#### CHALLENGE
Can you reproduce every item below word for word, leaving out the pictures?

┌─ ENTRIES SUPPLIED

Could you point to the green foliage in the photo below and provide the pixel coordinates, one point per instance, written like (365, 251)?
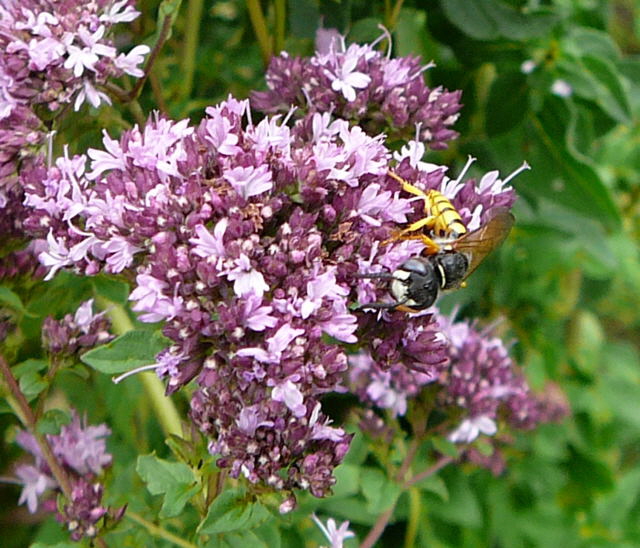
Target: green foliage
(131, 350)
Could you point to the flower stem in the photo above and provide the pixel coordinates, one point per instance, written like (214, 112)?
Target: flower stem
(260, 28)
(194, 15)
(378, 528)
(156, 531)
(163, 35)
(281, 17)
(166, 411)
(29, 420)
(414, 518)
(383, 519)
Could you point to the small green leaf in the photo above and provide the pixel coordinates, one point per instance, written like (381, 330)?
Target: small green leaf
(580, 41)
(239, 539)
(56, 545)
(380, 493)
(52, 421)
(29, 366)
(32, 384)
(233, 511)
(564, 178)
(493, 20)
(131, 350)
(507, 104)
(347, 480)
(11, 299)
(303, 18)
(435, 485)
(112, 290)
(167, 14)
(175, 480)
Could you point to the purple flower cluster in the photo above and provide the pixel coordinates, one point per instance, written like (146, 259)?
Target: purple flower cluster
(245, 240)
(483, 380)
(360, 84)
(81, 450)
(77, 333)
(52, 53)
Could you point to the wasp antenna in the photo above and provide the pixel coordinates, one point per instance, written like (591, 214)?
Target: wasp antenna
(377, 306)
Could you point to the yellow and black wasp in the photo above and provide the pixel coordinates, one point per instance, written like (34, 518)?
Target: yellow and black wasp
(450, 255)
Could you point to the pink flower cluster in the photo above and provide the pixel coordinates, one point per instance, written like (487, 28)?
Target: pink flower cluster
(246, 240)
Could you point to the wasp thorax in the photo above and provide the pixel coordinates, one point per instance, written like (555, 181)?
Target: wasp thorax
(452, 269)
(415, 284)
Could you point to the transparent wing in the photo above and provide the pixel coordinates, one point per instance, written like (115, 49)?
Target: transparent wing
(479, 243)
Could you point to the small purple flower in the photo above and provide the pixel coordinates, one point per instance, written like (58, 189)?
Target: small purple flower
(249, 181)
(80, 449)
(335, 535)
(35, 484)
(77, 333)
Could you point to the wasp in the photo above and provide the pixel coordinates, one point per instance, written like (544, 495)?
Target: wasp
(448, 258)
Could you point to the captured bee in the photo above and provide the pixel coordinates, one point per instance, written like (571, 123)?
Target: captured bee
(416, 284)
(441, 219)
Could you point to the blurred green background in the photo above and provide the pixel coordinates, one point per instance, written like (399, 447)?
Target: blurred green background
(567, 280)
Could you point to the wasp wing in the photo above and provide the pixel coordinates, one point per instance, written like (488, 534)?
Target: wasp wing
(479, 243)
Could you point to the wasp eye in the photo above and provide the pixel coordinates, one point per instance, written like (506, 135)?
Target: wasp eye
(453, 268)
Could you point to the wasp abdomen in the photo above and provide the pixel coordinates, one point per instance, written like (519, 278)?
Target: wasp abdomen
(448, 223)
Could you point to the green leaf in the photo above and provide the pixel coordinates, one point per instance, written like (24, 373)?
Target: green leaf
(131, 350)
(444, 446)
(29, 366)
(435, 485)
(580, 41)
(303, 18)
(614, 509)
(379, 492)
(11, 299)
(580, 188)
(112, 290)
(473, 18)
(492, 20)
(233, 510)
(52, 421)
(32, 384)
(241, 539)
(507, 103)
(347, 480)
(463, 507)
(167, 14)
(265, 536)
(175, 480)
(56, 545)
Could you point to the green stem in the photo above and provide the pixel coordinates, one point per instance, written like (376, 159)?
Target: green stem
(260, 28)
(163, 35)
(194, 15)
(166, 411)
(414, 518)
(281, 18)
(156, 531)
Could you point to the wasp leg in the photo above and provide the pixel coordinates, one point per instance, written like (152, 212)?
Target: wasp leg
(379, 275)
(404, 308)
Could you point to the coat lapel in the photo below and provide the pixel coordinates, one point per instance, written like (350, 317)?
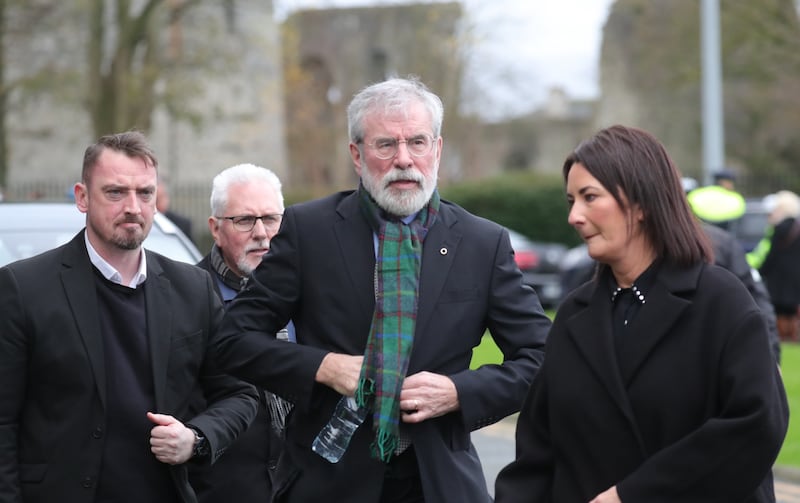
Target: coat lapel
(79, 287)
(159, 325)
(657, 316)
(595, 342)
(354, 238)
(439, 248)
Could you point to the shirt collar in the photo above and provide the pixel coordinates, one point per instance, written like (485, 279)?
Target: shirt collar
(110, 272)
(640, 287)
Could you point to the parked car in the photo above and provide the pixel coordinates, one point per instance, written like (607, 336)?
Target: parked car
(29, 228)
(539, 262)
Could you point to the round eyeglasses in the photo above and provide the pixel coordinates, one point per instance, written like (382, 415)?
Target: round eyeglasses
(246, 223)
(386, 148)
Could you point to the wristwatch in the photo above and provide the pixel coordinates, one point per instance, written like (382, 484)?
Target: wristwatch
(200, 449)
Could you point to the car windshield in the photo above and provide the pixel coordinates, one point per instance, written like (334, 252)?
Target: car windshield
(16, 245)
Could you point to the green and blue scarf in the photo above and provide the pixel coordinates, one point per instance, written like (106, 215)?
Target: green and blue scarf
(391, 336)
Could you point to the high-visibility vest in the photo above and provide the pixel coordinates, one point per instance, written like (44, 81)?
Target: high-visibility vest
(716, 204)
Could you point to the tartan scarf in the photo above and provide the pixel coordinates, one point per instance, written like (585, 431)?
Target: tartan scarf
(391, 335)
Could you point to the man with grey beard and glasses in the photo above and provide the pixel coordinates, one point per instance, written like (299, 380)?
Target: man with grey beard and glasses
(246, 211)
(390, 289)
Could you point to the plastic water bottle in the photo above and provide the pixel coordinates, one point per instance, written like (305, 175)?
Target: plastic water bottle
(333, 439)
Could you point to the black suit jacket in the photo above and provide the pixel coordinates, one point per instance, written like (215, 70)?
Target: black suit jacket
(319, 274)
(243, 473)
(52, 415)
(693, 410)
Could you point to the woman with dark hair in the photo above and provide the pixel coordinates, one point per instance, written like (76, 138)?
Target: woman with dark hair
(658, 382)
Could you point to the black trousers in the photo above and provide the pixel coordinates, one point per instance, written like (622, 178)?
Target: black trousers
(402, 482)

└─

#### RESULT FOR THIS TASK
Could you point to the green foliage in the photo below and provide the pixel coordinates, one point per instance, written like (365, 251)?
Target: green foliage
(131, 350)
Could you point to the flower stem in the photo above and provide the pixel coordinates, one point per instance, written like (214, 112)?
Target: flower stem
(260, 28)
(194, 15)
(378, 528)
(156, 531)
(163, 35)
(281, 17)
(166, 411)
(29, 420)
(414, 518)
(383, 519)
Could you point to the small green leaf in the photo above and provide the pixel coordinates, one point per instance, written like (381, 330)?
Target: small green leaf
(580, 41)
(239, 539)
(56, 545)
(380, 493)
(52, 421)
(29, 366)
(32, 384)
(233, 511)
(564, 178)
(493, 20)
(131, 350)
(507, 104)
(347, 480)
(11, 299)
(303, 18)
(435, 485)
(112, 290)
(167, 14)
(175, 480)
Could you point to the purple flower cluster in the photo above and provide the pixel coordinates, one point per instance, written like (146, 259)?
Target: purple flower cluster
(245, 240)
(483, 380)
(360, 84)
(81, 450)
(77, 333)
(52, 53)
Could you point to the wasp antenna in the photo above and provide the pixel coordinates, one point per instance, written like (591, 214)?
Target: wasp antenna
(377, 306)
Could you point to the yellow and black wasp in the photo above and provide the pixel coordinates, one point per instance, written like (34, 518)?
Target: yellow and black wasp
(450, 255)
Could you point to the pink flower cluster in the photo above and provide the pixel coordinates, one point per instance, written like (487, 28)?
Target: pink flower cluster
(246, 240)
Could you point to the wasp thorax in the photo above and provide the pixel coordinates, one point per instance, written like (555, 181)?
Target: wasp thorax
(452, 269)
(415, 284)
Could you point to the transparent wing in the photo above and provide the pixel coordinates, one point per instance, written like (115, 49)?
Target: transparent wing
(479, 243)
Could you point to the small purple flower in the photo above and provide the pixel coordinates, one point per instance, written like (58, 189)?
Target: small purple flower
(249, 181)
(80, 449)
(335, 535)
(35, 484)
(77, 333)
Could you point to the wasp in the photo above and provide the pixel coordinates, one point per instance, written like (544, 495)?
Target: wasp
(448, 258)
Could you point to the captured bee in the photo above and provide the pixel coordinates, one point per instance, written like (571, 123)?
Target: captured bee
(416, 284)
(441, 219)
Could you point to the blurred green background in the photo above and provide the pixel coordinates, one point per instance, written like (399, 447)?
Target: blurred green background
(567, 280)
Could you point to the wasp wing in the photo above and provide the pixel coordinates, one point per instance, written like (488, 534)?
Target: wasp wing
(479, 243)
Could you point to the wasp eye in the photo above and provide the pixel coordinates, one point per instance, written like (506, 135)?
Target: wasp eye
(453, 268)
Could you point to the wasp abdomen in the photo above and provide the pixel coordinates, one point per instance, written like (519, 278)?
Target: wasp abdomen
(448, 223)
Could you point to the green leaf in the photo above and provide the pixel coordinates, one point per instance, written like (24, 373)?
Target: green leaf
(131, 350)
(444, 446)
(29, 366)
(435, 485)
(580, 41)
(303, 18)
(614, 509)
(379, 492)
(11, 299)
(580, 188)
(112, 290)
(473, 18)
(492, 20)
(233, 510)
(52, 421)
(32, 384)
(241, 539)
(507, 103)
(347, 480)
(463, 507)
(167, 14)
(265, 536)
(175, 480)
(56, 545)
Could you point to the green stem in the photo above and provide the pixel coordinates, one point per instance, written like (376, 159)?
Target: green stem
(260, 28)
(163, 35)
(194, 15)
(166, 411)
(414, 518)
(281, 18)
(156, 531)
Could you point to the wasp leg in the photo above and provide the pixel coordinates, one point per instance, written like (152, 212)?
Target: wasp leg
(379, 275)
(404, 308)
Could you point to the coat lapel in the photo below and provide the pixel coordinates, one point per instance, written like (350, 317)?
Target: coat lapel
(79, 287)
(159, 325)
(657, 316)
(595, 342)
(354, 238)
(439, 248)
Could you point to the shirt collar in the photo above and provide the pixel coordinates, one point per instance, written like (485, 279)?
Target: shirt collar
(110, 272)
(640, 287)
Could you point to the parked car in the photo above and provide the pixel coordinates, one point per instance, written like (607, 336)?
Target: parked car
(29, 228)
(539, 262)
Could you point to the round eyeglasses in the photo above and provide the pixel coordinates, one point per instance, written like (382, 415)?
Target: round eyeglasses
(246, 223)
(386, 148)
Could you point to the wristwatch in the photo above and provide the pixel coordinates, one point per instance, written like (382, 484)?
Target: wristwatch
(200, 449)
Could you point to the car windshield in the photo above and provide the pixel coordinates, one point per instance, written like (334, 252)?
Target: car windshield
(16, 245)
Could you point to the green and blue scarf in the photo above and provide the pixel coordinates, one point per instance, written like (106, 215)?
Target: green and blue scarf
(391, 336)
Could you point to the high-visibility vest in the photo above and provide the pixel coordinates, one point per instance, written like (44, 81)?
Target: high-visibility vest
(716, 204)
Could you point to the tartan scarf in the photo above and provide the pixel coordinates, one point per instance, written like (585, 431)?
Target: tartan scarf
(391, 335)
Could you point to the man with grey beard and glasses in the photo above and provide the pixel coordinates, one point per instance, written like (299, 380)?
Target: man with grey beard and glasses
(246, 211)
(390, 289)
Could you point to the plastic water bottle in the photo above and provide the pixel coordinates, one point per instance, written like (305, 175)?
Target: plastic water bottle
(333, 439)
Could you point to the black suit jacket in the photo above and provide the pixel coordinates, one point per instance, written like (215, 70)?
Target: black suit jacket
(319, 274)
(243, 473)
(52, 415)
(693, 410)
Could you point to the woman with dark hair in the photo above and provide the pixel coordinates, one point per instance, written like (76, 138)?
Target: woman with dark hair
(658, 382)
Could you point to the black trousers in the photo above and provide the pixel coordinates, one point per instance, written like (622, 178)?
Target: black trousers
(402, 482)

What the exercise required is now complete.